- **Tasks to perform**:
1. Answer these questions using the royal news post about Luxembourg:
(a) How many nations are represented at this year's Bazar International?
(b) How many satellites is the Betzdorf Satellite Operations Centre positioned to host?
(c) Who chairs the Derby Club of Luxembourg?
2. Carry on the royal news post about Luxembourg, beginning right after its final sentence.

- **Reading text**:
━━━
Saturday, November 28, 2015
|Photo: Anouk Antony / Luxemburger Wort / Wort.lu|
Seems like we are having the Louis-and-Tessy week here at Luxarazzi (and where can we petition to make this happen more often?): After not one but two events in London, Prince Louis and Princess Tessy were back home in the Grand Duchy today were they toured the stands of the 55th edition of the Bazar International at LuxExpo. A total of 61 nations are represented at this year's bazar on 75 stalls selling typical products and food from their respective countries.
The bazar is under the patronage of the Grand Duchess who last toured in 2013 together with Princess Tessy and Princess Claire; last year it were the Hereditary Grand Duke and Hereditary Grand Duchess who represented the Grand Ducal Family at the event.
Yesterday (November 27th), Grand Duke Henri was in Betzdorf for the inauguration of the new ATF (or Antenna Field Technical Facility) building for SES S.A. The Betzdorf Satellite Operations Centre (SOC) now offers ongoing monitoring across 33 satellites, but is positioned to host as many as 100 satellites that cover services ranging from television programming to airline WIFI to government requirements.
Prime Minister Xavier Bettel and Deputy Prime Minister Etienne Schneider were also present for the inauguration.
|Photo: Sylvain Jolibois|
Archduke Imre, oldest son of Luxembourg's Princess Marie-Astrid and her husband Archduke Carl-Christian of Austria, and his wife Archduchess Kathleen recently attended a ball hosted by the Derby Club of Luxembourg. The club, which is chaired by Archduke István, a cousin of Archduke Carl-Christian, was launched late last year and aims to create events to discover and enhance the economic and cultural assets of the Grand Duchy of Luxembourg. Archduke Imre and Archduchess Kathleen were pictured at the ball together with Eleonore de Potesta, a granddaughter of Princess Elisabeth of Luxembourg, Duchess of Hohenberg and thus second cousin of Archduke Imre.
━━━
- **Record excerpts**:
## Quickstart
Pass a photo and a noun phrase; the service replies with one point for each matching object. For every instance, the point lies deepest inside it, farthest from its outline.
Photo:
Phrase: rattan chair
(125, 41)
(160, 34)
━━━
- **Numbered responses**:
1.
(a) 61 nations
(b) As many as 100 satellites
(c) Archduke István

2.
|Photo: Sir Anthony Bailey|
On Wednesday night, Prince Louis and Princess Tessy, who are pictured with Princess Marie Therese of Hohenberg and husband Sir Anthony Bailey above, attended a ball in honour of Prince Jean-Christophe Napoléon at London's historic Stationers’ Hall. The event, during which Prince Jean-Christophe received the Freedom of the City of London, was hosted by Sir Anthony Bailey and Sir Gavyn Arthur, 675th Lord Mayor of London. The profits of the evening went to the Internatiional Red Cross.
Other royal and noble guests included Grand Duke Georgi of Russia, Princess Elena of Romania, Princess Katarina of Yugoslavia, Princess Maria-Annunziata of Bourbon-Two Sicilies, Prince Constantin of Saxe-Weimar-Eisenach and his wife, Princess Katharina of Hohenberg as well as Countess Maximiliana and Countess Olympia of Arco-Zinneberg.
Friday, November 27, 2015
In addition to the former Swiss President, Hereditary Prince Alois received to other high ranking guests at Schloss Vaduz today. Both Jan Eliasson, Deputy Secretary-General of the United Nations, (above) as well as Martin Sajdik, Austria's ambassador to the UN, OSCE Special Representative in Ukraine and the UN's President of the Economic and Social Council, (here) visited Liechtenstein today and were received by the Hereditary Prince.